#### [TASK STATEMENT]
In the records below, begin at the line that has "Target: brick wall" and stop after the line that has "Target: white gazebo tent"; quote those lines verbatim and nothing more.

══ DATA PROVIDED ══

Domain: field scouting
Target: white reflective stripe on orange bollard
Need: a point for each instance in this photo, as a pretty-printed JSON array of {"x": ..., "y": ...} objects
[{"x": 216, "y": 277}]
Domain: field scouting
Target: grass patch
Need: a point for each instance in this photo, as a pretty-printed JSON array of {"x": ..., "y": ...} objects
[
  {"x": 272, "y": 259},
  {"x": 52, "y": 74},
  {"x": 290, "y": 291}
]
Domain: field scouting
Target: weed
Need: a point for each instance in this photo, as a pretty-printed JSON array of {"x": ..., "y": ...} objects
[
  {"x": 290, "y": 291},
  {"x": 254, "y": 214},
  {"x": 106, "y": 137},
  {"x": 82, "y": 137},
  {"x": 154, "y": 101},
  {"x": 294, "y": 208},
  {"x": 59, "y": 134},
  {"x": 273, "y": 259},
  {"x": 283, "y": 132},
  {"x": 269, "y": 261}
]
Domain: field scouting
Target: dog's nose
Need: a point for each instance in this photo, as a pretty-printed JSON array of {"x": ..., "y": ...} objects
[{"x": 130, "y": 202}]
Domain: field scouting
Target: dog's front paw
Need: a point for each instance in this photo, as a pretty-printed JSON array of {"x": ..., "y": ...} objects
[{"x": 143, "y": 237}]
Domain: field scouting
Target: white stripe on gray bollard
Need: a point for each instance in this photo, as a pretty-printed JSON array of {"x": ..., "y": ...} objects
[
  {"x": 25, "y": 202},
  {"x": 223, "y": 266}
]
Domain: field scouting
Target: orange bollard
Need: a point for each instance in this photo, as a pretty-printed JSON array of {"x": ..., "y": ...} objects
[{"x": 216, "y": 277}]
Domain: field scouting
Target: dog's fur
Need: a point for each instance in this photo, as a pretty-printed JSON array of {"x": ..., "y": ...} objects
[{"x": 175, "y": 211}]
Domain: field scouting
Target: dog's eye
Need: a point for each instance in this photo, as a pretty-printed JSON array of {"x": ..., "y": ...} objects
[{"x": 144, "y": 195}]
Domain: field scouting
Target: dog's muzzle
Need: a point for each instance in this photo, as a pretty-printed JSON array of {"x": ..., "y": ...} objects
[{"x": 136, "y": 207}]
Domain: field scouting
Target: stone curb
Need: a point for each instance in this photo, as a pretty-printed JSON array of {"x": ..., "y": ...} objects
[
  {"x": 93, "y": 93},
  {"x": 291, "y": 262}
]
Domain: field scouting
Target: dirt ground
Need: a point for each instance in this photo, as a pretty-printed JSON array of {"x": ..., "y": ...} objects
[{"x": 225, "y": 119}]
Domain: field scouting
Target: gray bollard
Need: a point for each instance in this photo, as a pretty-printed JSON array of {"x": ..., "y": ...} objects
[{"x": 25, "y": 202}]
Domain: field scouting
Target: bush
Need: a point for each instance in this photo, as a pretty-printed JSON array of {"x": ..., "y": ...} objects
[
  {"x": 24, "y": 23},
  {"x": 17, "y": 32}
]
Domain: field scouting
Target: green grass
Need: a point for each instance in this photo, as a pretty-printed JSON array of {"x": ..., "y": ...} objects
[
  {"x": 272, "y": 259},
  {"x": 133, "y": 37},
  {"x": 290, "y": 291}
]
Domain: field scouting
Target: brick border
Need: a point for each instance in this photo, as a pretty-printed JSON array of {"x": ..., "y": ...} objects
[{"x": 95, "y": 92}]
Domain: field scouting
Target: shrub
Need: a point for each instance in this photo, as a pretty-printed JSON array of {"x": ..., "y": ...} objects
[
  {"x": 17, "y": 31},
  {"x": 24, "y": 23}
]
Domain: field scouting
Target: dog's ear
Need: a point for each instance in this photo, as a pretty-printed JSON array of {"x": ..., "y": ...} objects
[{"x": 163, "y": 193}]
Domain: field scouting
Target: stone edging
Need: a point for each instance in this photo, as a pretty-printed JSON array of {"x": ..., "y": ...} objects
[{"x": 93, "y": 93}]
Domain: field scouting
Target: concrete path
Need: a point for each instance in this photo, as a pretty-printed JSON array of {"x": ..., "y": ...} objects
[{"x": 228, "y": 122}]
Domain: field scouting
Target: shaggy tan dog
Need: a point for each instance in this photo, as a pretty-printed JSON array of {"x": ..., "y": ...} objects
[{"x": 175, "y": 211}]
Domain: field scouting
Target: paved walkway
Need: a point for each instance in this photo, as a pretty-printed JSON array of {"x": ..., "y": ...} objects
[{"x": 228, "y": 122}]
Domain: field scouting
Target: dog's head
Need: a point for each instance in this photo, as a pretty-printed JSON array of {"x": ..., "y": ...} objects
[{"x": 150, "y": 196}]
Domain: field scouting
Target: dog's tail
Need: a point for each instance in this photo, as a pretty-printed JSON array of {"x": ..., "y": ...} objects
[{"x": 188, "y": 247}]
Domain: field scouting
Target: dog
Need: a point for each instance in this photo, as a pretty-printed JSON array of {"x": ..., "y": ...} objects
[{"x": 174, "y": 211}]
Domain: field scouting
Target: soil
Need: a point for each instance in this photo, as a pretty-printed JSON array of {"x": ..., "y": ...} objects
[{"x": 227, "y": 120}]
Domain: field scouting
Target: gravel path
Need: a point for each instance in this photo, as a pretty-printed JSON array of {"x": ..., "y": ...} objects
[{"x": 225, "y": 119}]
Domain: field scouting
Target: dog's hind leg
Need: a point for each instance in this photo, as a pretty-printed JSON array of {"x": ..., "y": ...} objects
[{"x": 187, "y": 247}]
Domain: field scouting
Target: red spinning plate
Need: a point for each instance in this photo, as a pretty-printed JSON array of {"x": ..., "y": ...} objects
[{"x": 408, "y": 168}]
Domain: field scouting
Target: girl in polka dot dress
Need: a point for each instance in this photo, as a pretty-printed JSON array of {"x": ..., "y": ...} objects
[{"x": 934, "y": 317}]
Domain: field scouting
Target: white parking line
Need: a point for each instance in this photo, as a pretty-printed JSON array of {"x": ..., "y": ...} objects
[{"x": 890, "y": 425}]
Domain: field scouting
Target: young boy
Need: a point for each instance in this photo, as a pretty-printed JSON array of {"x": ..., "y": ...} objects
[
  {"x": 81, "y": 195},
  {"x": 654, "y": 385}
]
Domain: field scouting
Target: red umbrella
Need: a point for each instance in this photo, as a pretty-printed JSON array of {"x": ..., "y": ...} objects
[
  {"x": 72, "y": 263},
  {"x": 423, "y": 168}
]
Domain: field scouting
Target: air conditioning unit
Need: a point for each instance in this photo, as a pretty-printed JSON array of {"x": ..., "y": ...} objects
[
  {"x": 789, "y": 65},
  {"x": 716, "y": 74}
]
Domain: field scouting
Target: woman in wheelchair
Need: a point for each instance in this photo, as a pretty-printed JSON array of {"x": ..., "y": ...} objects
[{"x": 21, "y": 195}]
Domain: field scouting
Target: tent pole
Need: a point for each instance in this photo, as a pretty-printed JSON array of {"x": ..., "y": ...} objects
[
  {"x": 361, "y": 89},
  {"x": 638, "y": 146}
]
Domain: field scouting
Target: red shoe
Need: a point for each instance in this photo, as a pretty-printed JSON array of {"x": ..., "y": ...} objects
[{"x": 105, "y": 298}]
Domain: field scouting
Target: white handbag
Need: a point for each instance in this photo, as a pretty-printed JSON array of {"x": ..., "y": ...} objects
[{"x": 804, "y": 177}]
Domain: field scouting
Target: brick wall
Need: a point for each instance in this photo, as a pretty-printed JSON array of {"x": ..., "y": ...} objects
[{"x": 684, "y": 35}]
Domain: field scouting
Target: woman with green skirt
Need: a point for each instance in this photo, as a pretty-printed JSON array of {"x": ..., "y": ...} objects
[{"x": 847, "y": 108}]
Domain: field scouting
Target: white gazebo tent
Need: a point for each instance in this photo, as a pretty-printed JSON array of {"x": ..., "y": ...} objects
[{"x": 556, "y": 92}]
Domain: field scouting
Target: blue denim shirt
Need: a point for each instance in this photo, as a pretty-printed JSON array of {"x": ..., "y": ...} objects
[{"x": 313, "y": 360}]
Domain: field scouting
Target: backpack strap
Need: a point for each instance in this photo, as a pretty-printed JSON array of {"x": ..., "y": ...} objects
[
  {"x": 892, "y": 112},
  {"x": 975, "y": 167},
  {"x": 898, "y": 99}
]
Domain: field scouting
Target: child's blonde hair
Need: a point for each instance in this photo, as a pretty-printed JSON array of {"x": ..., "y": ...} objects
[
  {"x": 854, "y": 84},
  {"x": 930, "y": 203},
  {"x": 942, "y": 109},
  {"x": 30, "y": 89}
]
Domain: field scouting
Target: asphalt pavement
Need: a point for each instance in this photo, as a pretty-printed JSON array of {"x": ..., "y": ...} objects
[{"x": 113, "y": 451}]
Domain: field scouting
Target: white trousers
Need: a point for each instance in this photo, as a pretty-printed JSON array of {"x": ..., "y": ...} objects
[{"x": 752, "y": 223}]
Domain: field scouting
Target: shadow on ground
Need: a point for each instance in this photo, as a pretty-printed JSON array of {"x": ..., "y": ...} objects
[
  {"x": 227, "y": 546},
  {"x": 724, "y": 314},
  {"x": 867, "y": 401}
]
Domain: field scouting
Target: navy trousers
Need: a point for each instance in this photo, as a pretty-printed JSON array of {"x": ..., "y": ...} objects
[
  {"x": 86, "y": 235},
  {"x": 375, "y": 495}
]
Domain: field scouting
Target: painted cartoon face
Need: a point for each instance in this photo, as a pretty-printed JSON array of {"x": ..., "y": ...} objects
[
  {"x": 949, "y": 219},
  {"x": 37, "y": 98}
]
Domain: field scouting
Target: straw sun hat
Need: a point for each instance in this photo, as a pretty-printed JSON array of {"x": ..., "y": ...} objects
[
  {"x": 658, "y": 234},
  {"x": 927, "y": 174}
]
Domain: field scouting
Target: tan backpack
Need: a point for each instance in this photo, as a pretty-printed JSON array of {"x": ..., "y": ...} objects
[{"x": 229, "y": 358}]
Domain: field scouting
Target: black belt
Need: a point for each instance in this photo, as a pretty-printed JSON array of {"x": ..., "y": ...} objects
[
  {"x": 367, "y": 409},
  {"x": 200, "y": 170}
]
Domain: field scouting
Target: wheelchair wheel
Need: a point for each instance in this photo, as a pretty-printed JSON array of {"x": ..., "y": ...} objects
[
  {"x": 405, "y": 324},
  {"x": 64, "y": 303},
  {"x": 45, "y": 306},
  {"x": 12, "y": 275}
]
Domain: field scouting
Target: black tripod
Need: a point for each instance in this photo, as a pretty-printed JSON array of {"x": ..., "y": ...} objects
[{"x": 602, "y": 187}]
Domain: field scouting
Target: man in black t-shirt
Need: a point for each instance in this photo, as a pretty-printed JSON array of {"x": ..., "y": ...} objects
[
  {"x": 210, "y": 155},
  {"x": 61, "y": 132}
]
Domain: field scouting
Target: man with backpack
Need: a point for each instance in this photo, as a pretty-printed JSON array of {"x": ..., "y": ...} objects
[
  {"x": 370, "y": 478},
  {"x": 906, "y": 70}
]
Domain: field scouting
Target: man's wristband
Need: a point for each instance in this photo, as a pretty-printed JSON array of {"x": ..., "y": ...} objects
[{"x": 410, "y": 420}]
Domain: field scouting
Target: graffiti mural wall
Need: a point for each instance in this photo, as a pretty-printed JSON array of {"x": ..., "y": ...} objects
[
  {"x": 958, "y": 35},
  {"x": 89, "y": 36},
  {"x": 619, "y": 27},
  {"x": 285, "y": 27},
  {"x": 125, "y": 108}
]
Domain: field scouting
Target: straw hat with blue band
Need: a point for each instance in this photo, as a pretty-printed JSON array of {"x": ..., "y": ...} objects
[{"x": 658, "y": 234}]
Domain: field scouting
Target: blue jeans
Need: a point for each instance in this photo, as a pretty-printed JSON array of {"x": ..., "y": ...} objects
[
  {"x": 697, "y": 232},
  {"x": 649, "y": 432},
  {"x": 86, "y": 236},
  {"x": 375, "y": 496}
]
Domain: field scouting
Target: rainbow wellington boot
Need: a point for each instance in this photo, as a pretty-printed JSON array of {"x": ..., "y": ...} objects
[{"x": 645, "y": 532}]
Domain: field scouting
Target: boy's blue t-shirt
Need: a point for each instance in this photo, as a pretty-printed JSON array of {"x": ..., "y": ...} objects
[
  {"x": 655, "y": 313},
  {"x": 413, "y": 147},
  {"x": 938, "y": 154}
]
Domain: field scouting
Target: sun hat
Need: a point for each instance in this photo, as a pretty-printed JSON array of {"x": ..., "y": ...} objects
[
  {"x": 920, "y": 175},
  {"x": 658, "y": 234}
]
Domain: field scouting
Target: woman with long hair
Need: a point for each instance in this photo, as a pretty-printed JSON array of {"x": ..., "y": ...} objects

═══

#### [SOLUTION]
Target: brick wall
Need: a point for each instance in this photo, as a pretty-printed JSON array of {"x": ..., "y": ...} objects
[{"x": 684, "y": 35}]
Domain: field scouting
Target: woman with green skirt
Need: a point for each instance in this photo, as a pretty-printed JSON array of {"x": ..., "y": ...} objects
[{"x": 847, "y": 108}]
Domain: field scouting
Target: white gazebo tent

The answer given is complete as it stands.